Objective: Quote each of the lines below word for word, from the first line to the last.

— BEGIN Record list —

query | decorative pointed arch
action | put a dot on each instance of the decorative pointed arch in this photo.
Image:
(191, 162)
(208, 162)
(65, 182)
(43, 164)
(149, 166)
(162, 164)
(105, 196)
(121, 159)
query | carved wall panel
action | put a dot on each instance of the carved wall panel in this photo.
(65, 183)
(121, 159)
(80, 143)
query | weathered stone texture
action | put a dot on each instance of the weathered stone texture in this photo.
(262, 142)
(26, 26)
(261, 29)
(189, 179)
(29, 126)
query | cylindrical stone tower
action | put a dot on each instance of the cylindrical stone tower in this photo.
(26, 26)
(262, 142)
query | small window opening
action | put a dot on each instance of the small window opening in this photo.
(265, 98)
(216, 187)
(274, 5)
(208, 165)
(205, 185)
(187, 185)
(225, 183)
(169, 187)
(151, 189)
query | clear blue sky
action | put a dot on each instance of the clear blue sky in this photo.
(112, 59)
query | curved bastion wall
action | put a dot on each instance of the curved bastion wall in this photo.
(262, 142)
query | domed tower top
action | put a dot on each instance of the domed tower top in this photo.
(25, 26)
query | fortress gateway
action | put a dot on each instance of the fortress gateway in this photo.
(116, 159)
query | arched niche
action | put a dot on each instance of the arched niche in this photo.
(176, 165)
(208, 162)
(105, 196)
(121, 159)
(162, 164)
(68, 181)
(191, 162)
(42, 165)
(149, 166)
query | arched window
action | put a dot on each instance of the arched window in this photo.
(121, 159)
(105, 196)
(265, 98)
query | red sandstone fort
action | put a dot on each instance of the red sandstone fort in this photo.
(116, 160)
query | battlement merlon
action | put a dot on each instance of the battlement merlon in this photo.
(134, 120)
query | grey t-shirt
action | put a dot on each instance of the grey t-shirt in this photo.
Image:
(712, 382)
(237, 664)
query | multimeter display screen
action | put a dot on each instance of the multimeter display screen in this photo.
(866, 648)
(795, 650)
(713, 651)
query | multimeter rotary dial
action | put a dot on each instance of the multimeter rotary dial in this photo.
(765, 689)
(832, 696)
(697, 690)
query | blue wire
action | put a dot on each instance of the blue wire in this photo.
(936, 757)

— END Record list —

Complete output:
query | decorative pointed arch
action | put a dot on each instance of the decorative pointed arch in this photo.
Image:
(191, 162)
(208, 162)
(65, 182)
(43, 164)
(149, 166)
(162, 164)
(105, 196)
(121, 159)
query | carved wall panel
action | put a dot on each instance of the carved wall panel in this photo.
(65, 183)
(121, 159)
(80, 143)
query | weathered stone texture
action | put a dot on each instance of the weathered stone texture in this photo.
(262, 142)
(26, 26)
(261, 29)
(189, 179)
(29, 126)
query | cylindrical stone tower
action | put a dot on each instance of the cylindrical stone tower in this photo.
(26, 26)
(262, 142)
query | small window opening
action | put a dot on each instance of the small window opening in this photo.
(265, 98)
(216, 187)
(274, 5)
(208, 165)
(205, 185)
(187, 185)
(225, 183)
(169, 187)
(151, 189)
query | clear blue sky
action | put a dot on each instance of the clear blue sky in this photo.
(112, 59)
query | curved bastion wall
action | put a dot on each instance of the curved bastion wall in this photo.
(262, 142)
query | domed tower top
action | put a dot on each instance of the domed tower top in this photo.
(25, 26)
query | fortress gateway
action | put a dot on each instance of the fortress gateway in this photo.
(116, 159)
query | arched niche
action | put a dot on each instance of the arched niche in this photo.
(176, 165)
(208, 162)
(105, 196)
(121, 159)
(162, 164)
(68, 181)
(191, 162)
(42, 165)
(149, 166)
query | arched window
action | put a dot on each instance of the arched window in this photo.
(121, 159)
(105, 196)
(265, 98)
query | red sandstone fort
action | put a dot on each instance of the red sandstone fort in this photo.
(116, 160)
query | battlement merlon
action | put a dot on each instance of the battlement merlon in this photo.
(134, 120)
query | grey t-shirt
action | put a dot on each instance of the grey t-shirt in this photo.
Image:
(712, 382)
(237, 664)
query | multimeter display screen
action | put a dot on each instance of the multimeter display screen in this photo.
(866, 648)
(795, 650)
(713, 651)
query | multimeter rotary dial
action | put a dot on each instance of the multimeter rotary dial in this photo.
(765, 689)
(832, 696)
(697, 690)
query | blue wire
action | put a dot on each instance of the blue wire in this photo.
(936, 757)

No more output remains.